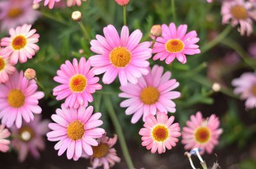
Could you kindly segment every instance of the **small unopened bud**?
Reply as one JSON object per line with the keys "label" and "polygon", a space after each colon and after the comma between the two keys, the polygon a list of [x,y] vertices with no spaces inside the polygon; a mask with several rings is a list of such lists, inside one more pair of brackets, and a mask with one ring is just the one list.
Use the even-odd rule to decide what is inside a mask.
{"label": "small unopened bud", "polygon": [[79,11],[75,11],[72,12],[72,18],[74,21],[79,22],[82,19],[82,13]]}
{"label": "small unopened bud", "polygon": [[154,25],[151,27],[150,34],[154,37],[162,36],[162,27],[161,25]]}
{"label": "small unopened bud", "polygon": [[24,77],[28,80],[32,80],[36,78],[36,73],[33,69],[27,69],[24,73]]}
{"label": "small unopened bud", "polygon": [[119,5],[125,6],[130,2],[130,0],[115,0],[115,1]]}

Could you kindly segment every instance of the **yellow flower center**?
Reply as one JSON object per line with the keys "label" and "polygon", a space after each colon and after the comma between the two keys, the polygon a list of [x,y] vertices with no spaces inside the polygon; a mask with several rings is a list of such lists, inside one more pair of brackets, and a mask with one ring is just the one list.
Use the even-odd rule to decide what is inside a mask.
{"label": "yellow flower center", "polygon": [[234,6],[230,10],[230,13],[236,19],[244,20],[248,17],[246,9],[241,5]]}
{"label": "yellow flower center", "polygon": [[181,40],[170,40],[165,43],[165,48],[171,53],[177,53],[184,49],[184,45]]}
{"label": "yellow flower center", "polygon": [[211,131],[207,127],[199,127],[195,133],[195,139],[200,143],[207,142],[211,138]]}
{"label": "yellow flower center", "polygon": [[8,17],[10,18],[15,18],[22,14],[23,11],[18,8],[13,8],[10,10]]}
{"label": "yellow flower center", "polygon": [[109,54],[110,62],[118,68],[125,67],[131,60],[131,52],[124,47],[115,48]]}
{"label": "yellow flower center", "polygon": [[5,62],[4,59],[0,56],[0,71],[3,70],[5,66]]}
{"label": "yellow flower center", "polygon": [[84,124],[79,121],[75,121],[70,123],[67,128],[68,136],[72,140],[81,139],[84,131]]}
{"label": "yellow flower center", "polygon": [[25,47],[27,40],[22,35],[18,35],[12,41],[12,47],[15,50],[19,50]]}
{"label": "yellow flower center", "polygon": [[69,82],[69,87],[73,92],[83,92],[87,85],[87,78],[83,75],[78,74],[73,77]]}
{"label": "yellow flower center", "polygon": [[163,125],[157,125],[152,130],[152,136],[156,142],[164,142],[168,138],[169,130]]}
{"label": "yellow flower center", "polygon": [[145,88],[140,93],[140,99],[146,105],[152,105],[157,101],[159,92],[153,87]]}
{"label": "yellow flower center", "polygon": [[25,103],[25,95],[19,89],[12,90],[8,96],[8,102],[13,108],[19,108]]}
{"label": "yellow flower center", "polygon": [[95,158],[101,158],[108,154],[109,146],[104,143],[100,143],[98,146],[92,146],[93,154],[92,156]]}
{"label": "yellow flower center", "polygon": [[35,136],[33,129],[29,126],[22,126],[19,131],[20,139],[25,142],[29,142]]}

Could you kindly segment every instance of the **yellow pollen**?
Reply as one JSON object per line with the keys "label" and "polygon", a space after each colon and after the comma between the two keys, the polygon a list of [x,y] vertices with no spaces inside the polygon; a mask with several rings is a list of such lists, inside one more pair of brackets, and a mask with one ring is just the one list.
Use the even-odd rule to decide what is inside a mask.
{"label": "yellow pollen", "polygon": [[22,35],[18,35],[12,41],[12,47],[15,50],[20,50],[27,45],[27,40]]}
{"label": "yellow pollen", "polygon": [[165,49],[171,53],[177,53],[184,49],[184,45],[181,40],[170,40],[165,43]]}
{"label": "yellow pollen", "polygon": [[76,75],[69,82],[69,87],[73,92],[81,92],[84,91],[87,85],[87,78],[83,75]]}
{"label": "yellow pollen", "polygon": [[207,127],[199,127],[195,133],[195,139],[197,142],[204,143],[211,138],[211,131]]}
{"label": "yellow pollen", "polygon": [[19,129],[19,135],[23,142],[28,142],[34,137],[35,133],[31,128],[24,126]]}
{"label": "yellow pollen", "polygon": [[234,6],[230,10],[230,13],[236,19],[245,20],[248,18],[246,9],[241,5]]}
{"label": "yellow pollen", "polygon": [[9,10],[8,13],[8,18],[15,18],[22,14],[23,11],[18,8],[13,8]]}
{"label": "yellow pollen", "polygon": [[153,87],[145,88],[140,93],[141,101],[146,105],[152,105],[157,101],[159,92]]}
{"label": "yellow pollen", "polygon": [[3,70],[5,66],[5,62],[4,59],[0,56],[0,71]]}
{"label": "yellow pollen", "polygon": [[169,130],[163,125],[157,125],[152,130],[152,136],[156,142],[164,142],[168,138]]}
{"label": "yellow pollen", "polygon": [[84,131],[84,124],[79,121],[75,121],[70,123],[67,128],[68,136],[72,140],[81,139]]}
{"label": "yellow pollen", "polygon": [[101,158],[108,154],[109,146],[104,143],[100,143],[98,146],[92,146],[93,154],[92,156],[95,158]]}
{"label": "yellow pollen", "polygon": [[131,62],[131,54],[126,48],[117,47],[110,52],[109,59],[113,66],[124,68]]}
{"label": "yellow pollen", "polygon": [[13,108],[19,108],[25,103],[25,96],[19,89],[12,90],[8,96],[8,102]]}

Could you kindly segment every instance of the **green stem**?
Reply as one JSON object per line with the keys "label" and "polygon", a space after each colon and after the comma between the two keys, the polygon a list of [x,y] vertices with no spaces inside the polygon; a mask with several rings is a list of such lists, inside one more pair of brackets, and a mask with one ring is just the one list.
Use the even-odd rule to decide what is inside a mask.
{"label": "green stem", "polygon": [[127,26],[127,6],[126,5],[124,5],[123,8],[124,8],[124,25]]}
{"label": "green stem", "polygon": [[104,103],[108,112],[109,114],[110,118],[114,124],[115,128],[116,129],[117,135],[118,136],[119,143],[121,145],[122,151],[123,152],[124,157],[125,161],[128,165],[129,169],[134,168],[132,161],[131,158],[130,154],[129,153],[128,148],[124,138],[124,133],[122,130],[122,127],[119,123],[118,119],[116,117],[116,113],[115,112],[114,108],[113,107],[112,103],[109,97],[106,96],[104,97]]}

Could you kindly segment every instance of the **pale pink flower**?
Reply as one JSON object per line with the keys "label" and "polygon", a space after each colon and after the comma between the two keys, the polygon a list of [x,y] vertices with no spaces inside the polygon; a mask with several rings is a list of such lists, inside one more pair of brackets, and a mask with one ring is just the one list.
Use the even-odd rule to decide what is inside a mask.
{"label": "pale pink flower", "polygon": [[82,57],[79,62],[76,59],[73,59],[72,64],[67,61],[57,71],[54,80],[61,85],[53,89],[53,95],[57,96],[57,100],[66,98],[65,107],[87,107],[88,102],[93,100],[92,94],[102,89],[102,85],[97,83],[99,78],[94,77],[90,66],[90,61]]}
{"label": "pale pink flower", "polygon": [[24,24],[18,26],[15,29],[10,29],[10,37],[4,38],[1,41],[1,45],[6,47],[0,51],[3,57],[10,57],[10,62],[16,64],[18,59],[20,62],[26,62],[28,58],[32,59],[39,50],[35,43],[38,41],[40,35],[36,29],[30,30],[31,25]]}
{"label": "pale pink flower", "polygon": [[220,127],[220,120],[214,114],[204,119],[201,112],[190,117],[186,126],[183,128],[182,140],[184,149],[192,150],[194,148],[202,149],[209,154],[212,153],[214,147],[218,145],[220,135],[223,130]]}
{"label": "pale pink flower", "polygon": [[119,97],[127,98],[120,103],[121,107],[128,107],[127,115],[133,114],[132,123],[137,122],[143,115],[145,121],[149,114],[158,111],[174,113],[175,103],[172,100],[180,97],[180,93],[172,91],[179,85],[175,79],[170,79],[171,73],[163,73],[164,68],[154,66],[149,73],[138,78],[137,84],[128,83],[121,85]]}
{"label": "pale pink flower", "polygon": [[249,2],[244,0],[223,2],[221,15],[223,24],[231,22],[233,27],[240,25],[238,31],[241,35],[244,35],[246,32],[247,36],[252,33],[253,20],[256,20],[256,10]]}
{"label": "pale pink flower", "polygon": [[122,85],[127,81],[136,84],[137,78],[148,73],[147,61],[152,56],[150,43],[140,43],[142,33],[136,30],[131,35],[128,27],[124,26],[120,37],[112,25],[103,29],[105,37],[96,36],[91,41],[91,50],[97,54],[90,57],[95,73],[103,75],[103,83],[112,83],[118,75]]}
{"label": "pale pink flower", "polygon": [[40,158],[39,151],[45,148],[44,136],[49,130],[49,121],[42,120],[41,115],[36,115],[33,121],[22,124],[20,129],[15,126],[11,128],[14,136],[12,145],[18,152],[20,162],[26,159],[29,152],[35,158]]}
{"label": "pale pink flower", "polygon": [[38,99],[44,96],[38,92],[34,80],[28,80],[23,71],[15,71],[5,84],[0,84],[0,119],[2,123],[10,128],[15,121],[18,128],[21,127],[22,118],[29,122],[34,119],[33,114],[42,112]]}
{"label": "pale pink flower", "polygon": [[86,158],[90,158],[92,167],[91,169],[97,168],[103,166],[104,169],[109,169],[115,165],[115,163],[120,163],[121,159],[117,156],[116,151],[113,148],[116,143],[117,135],[115,135],[113,138],[106,136],[98,139],[99,145],[93,146],[93,154],[91,156],[84,155]]}
{"label": "pale pink flower", "polygon": [[57,109],[56,114],[52,115],[56,123],[50,123],[49,127],[52,130],[48,133],[48,140],[58,142],[54,149],[58,150],[58,155],[61,156],[67,150],[68,159],[78,160],[82,153],[93,155],[92,146],[99,145],[95,138],[102,136],[104,129],[98,128],[103,124],[99,119],[100,113],[92,114],[93,107],[87,108],[80,107],[78,109]]}
{"label": "pale pink flower", "polygon": [[[34,4],[37,4],[41,2],[42,0],[34,0],[33,3]],[[44,5],[47,6],[48,5],[49,8],[51,10],[53,8],[54,6],[55,3],[58,3],[60,2],[61,0],[44,0]]]}
{"label": "pale pink flower", "polygon": [[170,150],[176,146],[176,143],[181,134],[179,123],[174,123],[174,117],[169,119],[166,113],[157,112],[156,118],[152,114],[146,118],[144,128],[140,130],[142,136],[143,146],[147,150],[151,149],[152,153],[157,151],[159,154],[165,152],[166,148]]}
{"label": "pale pink flower", "polygon": [[4,128],[4,124],[0,124],[0,151],[3,152],[6,152],[10,149],[10,142],[6,138],[11,135],[9,130]]}
{"label": "pale pink flower", "polygon": [[0,2],[1,29],[8,31],[24,24],[32,24],[40,15],[32,9],[30,0],[5,0]]}
{"label": "pale pink flower", "polygon": [[246,109],[256,108],[256,75],[252,72],[243,73],[239,78],[232,80],[232,84],[236,88],[234,92],[241,94],[241,99],[246,99]]}
{"label": "pale pink flower", "polygon": [[186,55],[195,55],[200,53],[199,46],[196,45],[199,38],[195,31],[186,33],[187,25],[180,25],[176,27],[174,23],[169,27],[162,25],[162,37],[156,39],[152,52],[156,54],[153,60],[165,59],[166,64],[170,64],[177,58],[182,64],[187,62]]}

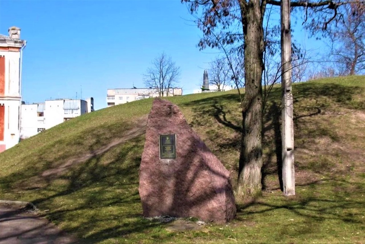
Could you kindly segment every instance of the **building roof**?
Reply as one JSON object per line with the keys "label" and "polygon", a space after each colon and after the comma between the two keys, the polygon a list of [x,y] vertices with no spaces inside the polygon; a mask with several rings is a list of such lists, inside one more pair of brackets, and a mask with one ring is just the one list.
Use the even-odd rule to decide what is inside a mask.
{"label": "building roof", "polygon": [[0,34],[0,40],[15,40],[15,39],[13,39],[10,36],[5,36],[5,35],[3,35],[2,34]]}
{"label": "building roof", "polygon": [[64,102],[64,109],[78,109],[80,100],[65,100]]}

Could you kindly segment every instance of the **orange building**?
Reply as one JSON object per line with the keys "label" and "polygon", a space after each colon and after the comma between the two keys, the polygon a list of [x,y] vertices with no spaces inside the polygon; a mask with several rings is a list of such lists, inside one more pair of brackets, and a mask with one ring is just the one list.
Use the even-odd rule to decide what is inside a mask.
{"label": "orange building", "polygon": [[0,34],[0,152],[19,142],[22,101],[22,60],[26,42],[20,29]]}

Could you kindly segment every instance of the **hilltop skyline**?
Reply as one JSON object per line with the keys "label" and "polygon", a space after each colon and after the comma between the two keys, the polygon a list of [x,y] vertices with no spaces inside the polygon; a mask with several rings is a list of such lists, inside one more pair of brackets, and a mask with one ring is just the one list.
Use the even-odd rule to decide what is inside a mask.
{"label": "hilltop skyline", "polygon": [[218,53],[199,51],[192,19],[180,1],[0,2],[0,33],[16,26],[27,41],[23,100],[92,97],[96,109],[106,107],[108,89],[144,87],[164,52],[181,67],[183,94],[199,90]]}

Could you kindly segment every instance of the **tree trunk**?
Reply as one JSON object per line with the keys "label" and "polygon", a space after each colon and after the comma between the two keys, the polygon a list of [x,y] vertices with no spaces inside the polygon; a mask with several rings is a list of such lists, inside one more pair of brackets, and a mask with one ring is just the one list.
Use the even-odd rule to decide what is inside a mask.
{"label": "tree trunk", "polygon": [[242,104],[242,135],[237,193],[239,198],[244,199],[261,195],[261,79],[264,47],[262,21],[264,11],[258,0],[243,4],[241,2],[246,92]]}
{"label": "tree trunk", "polygon": [[292,93],[292,40],[290,32],[290,1],[281,1],[282,158],[283,192],[295,195],[294,174],[294,124]]}

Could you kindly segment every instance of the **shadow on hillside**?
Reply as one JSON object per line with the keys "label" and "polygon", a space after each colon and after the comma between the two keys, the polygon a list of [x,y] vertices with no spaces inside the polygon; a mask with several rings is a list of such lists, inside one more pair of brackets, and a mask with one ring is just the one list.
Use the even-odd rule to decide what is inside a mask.
{"label": "shadow on hillside", "polygon": [[[89,132],[92,132],[81,134]],[[80,135],[74,136],[78,142],[74,146],[71,143],[70,148],[80,143]],[[44,175],[43,172],[62,167],[65,164],[62,162],[70,159],[69,152],[57,149],[57,144],[64,142],[56,141],[51,145],[55,148],[51,153],[55,155],[53,160],[47,156],[50,148],[39,148],[32,160],[39,165],[30,162],[21,172],[0,178],[2,192],[16,194],[19,191],[34,198],[32,202],[36,207],[49,209],[40,215],[68,225],[64,227],[67,232],[81,233],[83,236],[78,237],[83,238],[81,243],[99,243],[147,231],[163,224],[142,215],[138,173],[144,137],[137,136],[96,155],[96,149],[104,143],[97,137],[82,151],[92,157],[68,165],[66,171]]]}
{"label": "shadow on hillside", "polygon": [[[357,97],[364,92],[364,88],[359,87],[349,87],[335,83],[320,83],[306,82],[295,84],[293,86],[295,109],[293,121],[295,134],[299,133],[296,137],[303,132],[303,127],[307,125],[301,119],[322,116],[323,111],[328,108],[349,109],[365,108],[364,99]],[[262,149],[263,165],[262,168],[262,183],[265,189],[265,177],[276,174],[281,189],[283,189],[281,179],[281,139],[280,133],[281,89],[274,87],[269,96],[268,101],[263,113]],[[307,102],[308,101],[308,102]],[[212,118],[214,121],[231,130],[231,133],[242,133],[242,116],[240,112],[240,100],[238,94],[227,94],[213,97],[205,98],[193,102],[187,103],[184,105],[190,107],[194,115],[191,125],[205,126],[211,125]],[[235,107],[232,104],[238,104]],[[238,111],[233,111],[237,109]],[[232,114],[237,115],[234,119]],[[336,113],[333,114],[336,115]],[[231,119],[228,119],[229,115]],[[308,129],[307,128],[307,130]],[[304,130],[303,131],[304,131]],[[306,130],[306,131],[307,131]],[[330,128],[323,127],[312,128],[310,134],[301,135],[307,137],[326,136],[335,140],[338,136]],[[213,133],[214,136],[215,134]],[[237,151],[237,160],[241,148],[241,136],[231,139],[229,142],[222,142],[221,138],[214,136],[210,139],[216,145],[216,151],[224,151],[227,147],[233,148]],[[296,147],[305,146],[300,143],[296,143]],[[237,166],[237,165],[236,165]],[[237,169],[238,170],[238,169]]]}
{"label": "shadow on hillside", "polygon": [[[328,179],[324,182],[323,181],[321,181],[322,185],[319,187],[330,187],[332,188],[334,185],[348,187],[354,184],[353,181],[343,179],[339,179],[336,177]],[[300,185],[306,187],[306,189],[310,191],[312,189],[318,189],[317,185],[319,183],[319,182],[315,181]],[[278,201],[278,199],[276,198],[276,201],[274,201],[259,200],[246,204],[240,204],[237,208],[236,220],[244,222],[253,220],[255,219],[255,216],[260,216],[263,213],[269,216],[276,216],[277,214],[273,214],[273,212],[277,210],[283,210],[289,212],[287,214],[279,214],[279,215],[285,216],[285,218],[290,216],[291,218],[294,219],[292,220],[295,221],[297,221],[298,219],[300,219],[302,218],[303,219],[301,219],[303,220],[301,221],[310,223],[311,225],[313,224],[315,226],[316,222],[319,225],[325,220],[334,220],[358,224],[359,226],[362,226],[364,223],[363,217],[362,217],[363,215],[358,213],[357,211],[364,208],[364,202],[363,198],[361,196],[363,193],[364,184],[359,183],[358,185],[358,188],[351,193],[344,193],[343,189],[336,189],[336,188],[334,188],[331,191],[329,194],[314,193],[314,194],[302,195],[298,197],[291,197],[289,199],[291,199],[290,201],[286,200],[282,201]],[[319,192],[321,191],[319,189],[317,191]],[[349,197],[350,194],[353,197]],[[357,196],[357,198],[354,197],[354,196]],[[298,218],[296,219],[296,217]],[[289,220],[290,220],[287,219],[283,220],[285,221]],[[278,219],[277,221],[280,220]],[[356,228],[355,226],[354,228]],[[298,227],[298,229],[295,228],[287,230],[288,232],[292,232],[292,235],[296,236],[309,233],[317,230],[308,226],[303,228],[302,225]],[[290,235],[289,232],[287,234]]]}

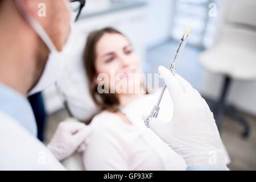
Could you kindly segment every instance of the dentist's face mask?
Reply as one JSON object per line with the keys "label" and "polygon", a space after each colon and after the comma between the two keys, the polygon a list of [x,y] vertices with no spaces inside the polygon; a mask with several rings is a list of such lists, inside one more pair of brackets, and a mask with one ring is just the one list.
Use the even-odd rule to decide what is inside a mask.
{"label": "dentist's face mask", "polygon": [[[73,24],[72,10],[69,6],[69,2],[68,2],[67,0],[63,1],[71,14],[71,35],[72,35],[72,28]],[[47,34],[41,24],[26,12],[22,3],[22,1],[16,0],[15,3],[17,4],[18,7],[20,8],[20,10],[24,14],[24,17],[28,23],[36,32],[38,35],[51,51],[51,53],[48,56],[48,59],[46,62],[46,67],[44,68],[44,71],[39,81],[28,93],[28,95],[32,95],[37,92],[41,92],[53,84],[60,76],[64,64],[65,52],[70,48],[71,40],[72,38],[71,38],[71,36],[69,35],[63,51],[61,52],[59,52],[49,35]]]}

**GIVEN PROBLEM:**
Gather every line in the items above that contains the word "orange" and copy each one in full.

**REPLY TO THE EXERCISE:**
Could you kindly segment every instance of the **orange building**?
{"label": "orange building", "polygon": [[0,34],[0,152],[19,142],[22,101],[22,60],[26,42],[20,29]]}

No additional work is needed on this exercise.